== Article ==
================================
2 recent Vermont drug busts have teens — and teen trafficking — at the center of the trade

By ETHAN WEINSTEIN

VtDigger

Published: 12-07-2023 1:56 AM

When Barre City police pulled over a gray Ford SUV in September, they said they discovered a 17-year-old boy in the back seat carrying 50 grams of crack, $5,000 and a pistol with its serial number scratched off. 

But rather than file charges against the teen, police treated him as a victim. They believe he had been trafficked into Vermont from Springfield, Massachusetts, to sell drugs, with little knowledge of his whereabouts and minimal contact with his family, according to court records. 

The case is at least the second this year, following a drug bust in Rutland in June, in which authorities allege adults are using teenagers to ply illegal substances for a profit.
================================
== Data records ==

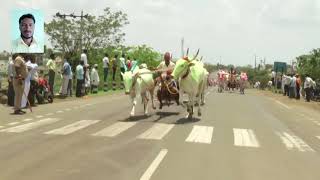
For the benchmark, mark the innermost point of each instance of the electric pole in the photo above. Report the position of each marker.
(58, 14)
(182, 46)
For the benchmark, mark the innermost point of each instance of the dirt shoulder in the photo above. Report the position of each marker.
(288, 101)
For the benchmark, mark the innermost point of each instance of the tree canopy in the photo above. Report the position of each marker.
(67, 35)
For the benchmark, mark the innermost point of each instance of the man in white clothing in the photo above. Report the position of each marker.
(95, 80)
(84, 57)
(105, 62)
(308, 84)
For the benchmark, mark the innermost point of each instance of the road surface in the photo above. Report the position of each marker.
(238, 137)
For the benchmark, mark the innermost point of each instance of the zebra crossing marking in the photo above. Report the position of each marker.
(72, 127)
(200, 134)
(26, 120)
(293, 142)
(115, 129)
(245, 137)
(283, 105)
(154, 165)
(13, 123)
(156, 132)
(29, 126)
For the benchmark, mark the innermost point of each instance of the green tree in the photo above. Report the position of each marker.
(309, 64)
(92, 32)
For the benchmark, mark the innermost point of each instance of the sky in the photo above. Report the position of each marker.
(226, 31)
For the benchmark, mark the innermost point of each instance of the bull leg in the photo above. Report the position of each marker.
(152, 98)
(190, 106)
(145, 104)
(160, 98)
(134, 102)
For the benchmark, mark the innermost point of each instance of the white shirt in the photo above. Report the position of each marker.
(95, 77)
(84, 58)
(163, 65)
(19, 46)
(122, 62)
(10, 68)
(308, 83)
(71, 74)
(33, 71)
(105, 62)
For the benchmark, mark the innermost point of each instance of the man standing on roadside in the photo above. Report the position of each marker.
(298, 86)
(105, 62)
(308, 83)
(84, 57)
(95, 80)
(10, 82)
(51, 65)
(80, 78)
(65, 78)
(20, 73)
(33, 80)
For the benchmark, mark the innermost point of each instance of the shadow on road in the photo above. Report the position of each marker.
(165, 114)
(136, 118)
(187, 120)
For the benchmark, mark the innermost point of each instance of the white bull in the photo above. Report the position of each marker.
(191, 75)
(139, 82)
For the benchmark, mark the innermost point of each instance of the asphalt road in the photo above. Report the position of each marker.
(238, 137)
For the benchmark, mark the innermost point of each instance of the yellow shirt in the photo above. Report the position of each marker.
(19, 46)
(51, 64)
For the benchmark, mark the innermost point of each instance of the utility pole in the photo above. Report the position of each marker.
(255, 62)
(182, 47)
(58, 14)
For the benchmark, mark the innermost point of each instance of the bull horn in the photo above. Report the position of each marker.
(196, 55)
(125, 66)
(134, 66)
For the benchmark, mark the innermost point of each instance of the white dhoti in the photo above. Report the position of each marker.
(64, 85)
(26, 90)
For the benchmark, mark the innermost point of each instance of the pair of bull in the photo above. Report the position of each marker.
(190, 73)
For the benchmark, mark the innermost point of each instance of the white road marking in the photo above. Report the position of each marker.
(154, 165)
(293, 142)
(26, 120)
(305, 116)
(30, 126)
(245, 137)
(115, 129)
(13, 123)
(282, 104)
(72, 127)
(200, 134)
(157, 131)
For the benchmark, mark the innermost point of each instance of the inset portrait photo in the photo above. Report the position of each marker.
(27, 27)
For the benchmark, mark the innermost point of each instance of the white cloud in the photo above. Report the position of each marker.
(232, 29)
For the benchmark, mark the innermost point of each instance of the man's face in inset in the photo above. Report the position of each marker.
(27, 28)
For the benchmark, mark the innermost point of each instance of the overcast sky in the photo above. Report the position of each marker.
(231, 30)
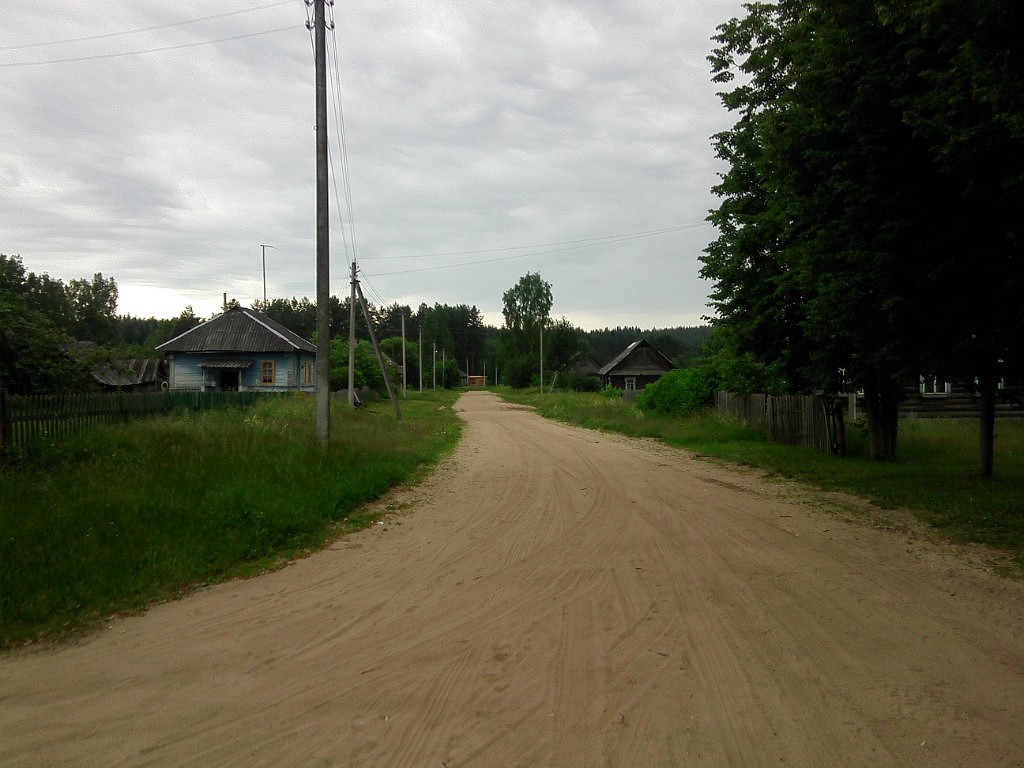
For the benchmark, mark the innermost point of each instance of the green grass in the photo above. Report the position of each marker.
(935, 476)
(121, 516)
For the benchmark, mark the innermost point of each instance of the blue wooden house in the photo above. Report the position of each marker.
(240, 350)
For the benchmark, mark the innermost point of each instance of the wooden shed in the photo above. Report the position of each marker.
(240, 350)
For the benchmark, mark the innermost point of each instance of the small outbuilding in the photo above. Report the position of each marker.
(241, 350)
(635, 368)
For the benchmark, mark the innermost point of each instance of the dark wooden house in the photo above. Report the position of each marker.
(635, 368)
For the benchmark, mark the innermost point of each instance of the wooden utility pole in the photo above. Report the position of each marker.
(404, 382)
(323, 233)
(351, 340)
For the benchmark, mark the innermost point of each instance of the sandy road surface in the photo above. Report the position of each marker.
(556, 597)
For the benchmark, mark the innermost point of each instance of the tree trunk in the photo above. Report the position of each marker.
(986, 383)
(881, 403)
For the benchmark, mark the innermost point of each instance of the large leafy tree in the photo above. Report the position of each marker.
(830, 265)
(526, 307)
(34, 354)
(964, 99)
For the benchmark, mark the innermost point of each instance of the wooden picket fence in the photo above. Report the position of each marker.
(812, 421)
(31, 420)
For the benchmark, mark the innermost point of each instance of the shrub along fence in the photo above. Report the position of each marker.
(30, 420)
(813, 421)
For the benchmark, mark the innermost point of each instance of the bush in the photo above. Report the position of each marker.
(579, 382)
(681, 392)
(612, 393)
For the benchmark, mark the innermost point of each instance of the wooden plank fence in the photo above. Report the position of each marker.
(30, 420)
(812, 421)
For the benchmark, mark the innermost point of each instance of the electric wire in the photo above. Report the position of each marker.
================================
== Job ==
Could you reproduce the full article on the two Vermont drug busts, word for word? The data here were drawn from a separate source.

== Task solution ==
2 recent Vermont drug busts have teens — and teen trafficking — at the center of the trade

By ETHAN WEINSTEIN

VtDigger

Published: 12-07-2023 1:56 AM

When Barre City police pulled over a gray Ford SUV in September, they said they discovered a 17-year-old boy in the back seat carrying 50 grams of crack, $5,000 and a pistol with its serial number scratched off. 

But rather than file charges against the teen, police treated him as a victim. They believe he had been trafficked into Vermont from Springfield, Massachusetts, to sell drugs, with little knowledge of his whereabouts and minimal contact with his family, according to court records. 

The case is at least the second this year, following a drug bust in Rutland in June, in which authorities allege adults are using teenagers to ply illegal substances for a profit.